Dataset excerpt:
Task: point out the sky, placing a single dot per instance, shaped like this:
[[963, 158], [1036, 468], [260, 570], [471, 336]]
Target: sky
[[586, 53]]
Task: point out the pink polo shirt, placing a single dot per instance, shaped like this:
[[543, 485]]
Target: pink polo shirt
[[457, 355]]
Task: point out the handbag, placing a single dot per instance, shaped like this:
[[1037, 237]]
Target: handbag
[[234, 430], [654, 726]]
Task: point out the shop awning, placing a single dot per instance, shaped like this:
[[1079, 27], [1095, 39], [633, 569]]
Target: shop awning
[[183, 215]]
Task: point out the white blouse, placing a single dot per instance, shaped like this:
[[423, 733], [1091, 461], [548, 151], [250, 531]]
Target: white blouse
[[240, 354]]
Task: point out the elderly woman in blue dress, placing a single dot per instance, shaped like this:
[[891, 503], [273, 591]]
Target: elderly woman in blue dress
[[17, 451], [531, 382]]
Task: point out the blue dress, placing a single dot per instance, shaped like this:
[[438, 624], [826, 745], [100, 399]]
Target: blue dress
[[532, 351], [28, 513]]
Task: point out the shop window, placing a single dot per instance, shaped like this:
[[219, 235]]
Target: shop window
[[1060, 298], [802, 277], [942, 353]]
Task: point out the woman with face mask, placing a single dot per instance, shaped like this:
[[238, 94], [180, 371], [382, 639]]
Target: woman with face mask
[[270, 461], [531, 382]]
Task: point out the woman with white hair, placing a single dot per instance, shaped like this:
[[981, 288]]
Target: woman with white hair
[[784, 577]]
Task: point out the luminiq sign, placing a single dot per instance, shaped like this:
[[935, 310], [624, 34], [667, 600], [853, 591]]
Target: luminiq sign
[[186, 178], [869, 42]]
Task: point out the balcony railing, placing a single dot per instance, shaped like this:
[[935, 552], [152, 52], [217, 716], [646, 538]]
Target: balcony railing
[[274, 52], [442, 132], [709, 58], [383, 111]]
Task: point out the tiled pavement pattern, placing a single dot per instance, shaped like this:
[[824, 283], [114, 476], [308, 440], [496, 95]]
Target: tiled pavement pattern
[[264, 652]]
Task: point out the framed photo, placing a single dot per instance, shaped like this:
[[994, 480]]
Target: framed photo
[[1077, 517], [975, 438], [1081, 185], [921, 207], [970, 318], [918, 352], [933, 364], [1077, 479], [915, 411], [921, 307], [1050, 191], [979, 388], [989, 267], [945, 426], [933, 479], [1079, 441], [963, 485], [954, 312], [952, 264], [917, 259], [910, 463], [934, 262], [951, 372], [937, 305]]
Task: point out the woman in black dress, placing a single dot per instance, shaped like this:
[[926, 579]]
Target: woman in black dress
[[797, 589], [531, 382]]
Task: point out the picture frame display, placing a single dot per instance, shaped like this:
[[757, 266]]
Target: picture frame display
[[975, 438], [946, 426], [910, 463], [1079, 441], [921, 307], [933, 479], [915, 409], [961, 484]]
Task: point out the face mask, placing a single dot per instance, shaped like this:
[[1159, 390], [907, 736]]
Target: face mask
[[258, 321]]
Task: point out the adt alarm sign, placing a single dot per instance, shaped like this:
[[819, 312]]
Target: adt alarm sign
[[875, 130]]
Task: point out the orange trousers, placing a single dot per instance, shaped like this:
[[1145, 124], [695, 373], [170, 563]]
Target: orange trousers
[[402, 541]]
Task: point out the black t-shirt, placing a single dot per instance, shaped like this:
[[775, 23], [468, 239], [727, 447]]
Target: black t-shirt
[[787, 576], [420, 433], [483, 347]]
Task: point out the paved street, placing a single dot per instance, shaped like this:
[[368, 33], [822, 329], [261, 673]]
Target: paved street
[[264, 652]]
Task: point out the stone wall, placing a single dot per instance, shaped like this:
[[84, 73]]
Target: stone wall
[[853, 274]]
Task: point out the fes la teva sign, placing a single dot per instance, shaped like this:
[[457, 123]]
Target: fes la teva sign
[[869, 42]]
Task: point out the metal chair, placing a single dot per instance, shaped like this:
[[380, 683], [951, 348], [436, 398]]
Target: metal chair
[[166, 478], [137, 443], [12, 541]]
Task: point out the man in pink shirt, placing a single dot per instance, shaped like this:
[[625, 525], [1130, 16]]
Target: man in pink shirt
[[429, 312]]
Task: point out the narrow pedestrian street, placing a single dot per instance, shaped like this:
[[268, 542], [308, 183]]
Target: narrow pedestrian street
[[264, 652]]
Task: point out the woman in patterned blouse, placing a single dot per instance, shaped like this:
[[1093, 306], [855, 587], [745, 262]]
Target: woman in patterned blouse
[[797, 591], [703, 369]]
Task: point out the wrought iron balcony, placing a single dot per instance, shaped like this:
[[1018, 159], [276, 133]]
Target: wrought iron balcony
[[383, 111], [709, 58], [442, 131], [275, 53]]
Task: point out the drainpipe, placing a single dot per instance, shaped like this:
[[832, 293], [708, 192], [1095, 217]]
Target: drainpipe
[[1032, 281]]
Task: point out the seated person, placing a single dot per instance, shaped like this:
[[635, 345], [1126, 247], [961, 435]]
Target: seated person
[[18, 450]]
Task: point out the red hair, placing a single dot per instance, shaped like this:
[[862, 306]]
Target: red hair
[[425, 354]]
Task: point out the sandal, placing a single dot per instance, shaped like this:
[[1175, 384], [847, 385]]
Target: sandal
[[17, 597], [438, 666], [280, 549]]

Work to do:
Copy every entry in the dataset excerpt above, line for line and character for character.

The answer:
Task: point out the sky, placing a single dot per instance, shaped like this:
[[963, 158], [1036, 468], [260, 570], [471, 336]]
Target: sky
[[586, 53]]
Task: point out the pink polo shirt, placing a single dot per instance, shaped like this:
[[543, 485]]
Target: pink polo shirt
[[457, 355]]
Task: point out the handbag, placing a single dot per instance, shaped like this:
[[1037, 237]]
Target: handbag
[[234, 430], [654, 726]]
Task: point out the shop awning, placing a single dot per instance, shaped like this:
[[1079, 27], [1095, 39], [633, 569]]
Target: shop awning
[[183, 215]]
Task: point out the white blouse, placing a single dot per instance, shaped like this:
[[423, 733], [1091, 461], [548, 151], [250, 531]]
Target: white blouse
[[240, 354]]
Task: point out the elderly woman in blue dress, placing a single dot per instance, shaped like this:
[[891, 503], [273, 591]]
Target: elderly woman in blue dress
[[17, 451], [531, 382]]
Task: point out the blue dress, placing a single dot per instance, shaped like this:
[[438, 624], [826, 745], [100, 399]]
Target: blue dress
[[532, 351], [28, 513]]
Task: point out the shop window, placing a single dot per instance, shaped like this:
[[219, 235]]
Target: shop window
[[1060, 298], [802, 277], [942, 353]]
Task: point out the woman with face mask, placing a single dot per instance, shaped like this:
[[238, 94], [180, 371], [382, 639]]
Target: woman with face mask
[[270, 461], [531, 382]]
Task: point out the woman with white hair, placing a single dot per instance, shaped like this:
[[981, 288]]
Target: woman with white hair
[[784, 577]]
Task: point out the luminiq sign, placing a single dot per instance, shaped like this:
[[935, 310], [624, 34], [667, 600], [853, 591]]
Target: luminiq sign
[[186, 178], [869, 42]]
Task: point out the balcony railing, placing a single dot per instance, shaped like this:
[[935, 552], [152, 52], [217, 716], [646, 538]]
Target: balcony railing
[[274, 52], [442, 132], [709, 58], [383, 111]]
Task: point out the tiled pavement pattern, placing a single dot per instance, shaped like this:
[[824, 283], [114, 476], [308, 440], [496, 95]]
Target: tiled pavement pattern
[[264, 652]]
Task: point out the framed photo, placing a single dot per instance, shaped like this:
[[994, 480]]
Target: framed photo
[[1077, 517], [975, 438], [1081, 185], [921, 207], [970, 318], [918, 352], [933, 364], [1077, 479], [915, 411], [921, 307], [1050, 191], [979, 388], [989, 267], [945, 426], [933, 479], [1079, 441], [963, 485], [954, 312], [952, 264], [917, 259], [910, 463], [934, 262], [951, 372], [937, 305]]
Task: point out the woman in black dress, placing a single dot per instance, shaped like this:
[[926, 579]]
Target: woman in black dress
[[797, 589], [531, 382]]
Task: point out the picture frame display, placing a single dot per instance, shaped like this:
[[757, 266]]
Target: picture frame display
[[975, 438], [946, 426], [910, 463], [1079, 441], [921, 307], [933, 479], [915, 409], [961, 484]]
Task: point out the face mask, placing a single dot per instance, shaped like this:
[[1159, 390], [907, 736]]
Target: face mask
[[258, 321]]
Task: point out the adt alarm sign, placing a single dot per instance, shaped like this:
[[819, 312]]
Target: adt alarm sign
[[875, 130]]
Task: point out the orange trousers, placing a single dot per instance, shaped like this:
[[1145, 124], [695, 373], [170, 563]]
Target: orange trousers
[[402, 541]]
Task: point out the black t-shirt, placing a single dot per instance, shaped like this:
[[775, 23], [468, 239], [727, 447]]
Target: black t-shirt
[[787, 576], [420, 433], [483, 347]]
Task: point out the paved street, placing a single dot per instance, shaped like this:
[[368, 33], [822, 329], [261, 673]]
Target: paved street
[[264, 652]]
Task: point out the stone wall, placing a single dot per instance, shaped like this:
[[84, 73]]
Target: stone wall
[[853, 274]]
Task: point out the fes la teva sign, placing a single dot per instance, shaped like this:
[[457, 123]]
Target: fes la teva sign
[[869, 42]]
Task: point out the metal chair, placing a single dot per instance, shaped like this:
[[380, 683], [951, 348], [436, 398]]
Target: metal chair
[[166, 478], [137, 443], [12, 541]]
Task: point out the man in pink shirt, placing a single dot per instance, shaped like this:
[[625, 525], [1130, 16]]
Target: man in pink shirt
[[429, 312]]
Task: point out the narrow pedestrian street, placing a single dot per instance, shaped like this:
[[268, 542], [308, 183]]
Target: narrow pedestrian street
[[264, 652]]
Task: point out the woman in patterned blouse, placing a single dot per instance, shaped like this:
[[1093, 306], [855, 587], [745, 262]]
Target: woman in patterned blouse
[[797, 591], [703, 369]]
Task: point out the wrought iron balcony, placing a single dot per instance, shaped like this:
[[1018, 159], [276, 133]]
Target: wrought iron balcony
[[383, 111], [709, 58], [442, 131], [275, 53]]
Task: point out the drainpipe, placing a single dot per instance, shaped like this:
[[832, 293], [708, 192], [1095, 217]]
Target: drainpipe
[[1032, 281]]
Task: point out the seated person, placing a single dot per instance, shaped like this:
[[635, 345], [1126, 247], [961, 435]]
Target: seated person
[[18, 450]]
Task: point out the red hair, placing a single dot per instance, shaped like this:
[[862, 306]]
Target: red hair
[[425, 354]]
Task: point out the sandal, placing a single dot per instance, shaped like this:
[[1175, 384], [847, 385]]
Target: sandal
[[17, 597], [438, 666], [280, 549]]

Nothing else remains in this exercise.